【51nod】1594 Gcd and Phi

题解

跟随小迪学姐的步伐，学习一下数论

小迪学姐太巨了！

这道题的式子很好推嘛

\(\sum_{i = 1}^{n} \sum_{j = 1}^{n} \sum_{d|\phi(i),\phi(j)} \phi(d) [gcd(\frac{\phi(i)}{d},\frac{\phi(j)}{d}) == 1]\)

\(\sum_{i = 1}^{n} \sum_{j = 1}^{n} \sum_{d|\phi(i),\phi(j)} \phi(d) \sum_{t | \frac{\phi(i)}{d},\frac{\phi(j)}{d}} \mu(t)\)

\(\sum_{i = 1}^{n} \sum_{j = 1}^{n} \sum_{T|\phi(i),\phi(j)} \sum_{d|T}\phi(d)\mu(\frac{T}{d})\)

设\(g(T) = \sum_{d|T}\phi(d)\mu(\frac{T}{d})\)

\(\sum_{i = 1}^{n} \sum_{j = 1}^{n} \sum_{T|\phi(i),\phi(j)} g(T)\)

设\(f(T) = \sum_{i = 1}^{n} \phi(i) == T\)

那么最后的答案就是

\(\sum_{T = 1}^{n} g(T) [\sum_{T|k} f(k)]^2\)

复杂度\(O(n \log n)\)

代码

#include <bits/stdc++.h>
#define MAXN 2000005
//#define ivorysi
#define enter putchar('\n')

**数据:**
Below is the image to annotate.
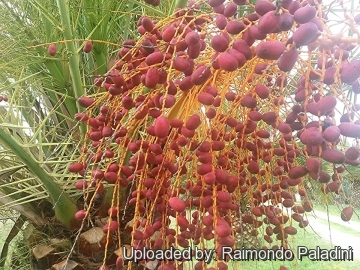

**问题:**
这篇关于 51nod 1594 Gcd and Phi 的题解给出的复杂度是多少？

**最终答案:**
复杂度为 O(n log n)。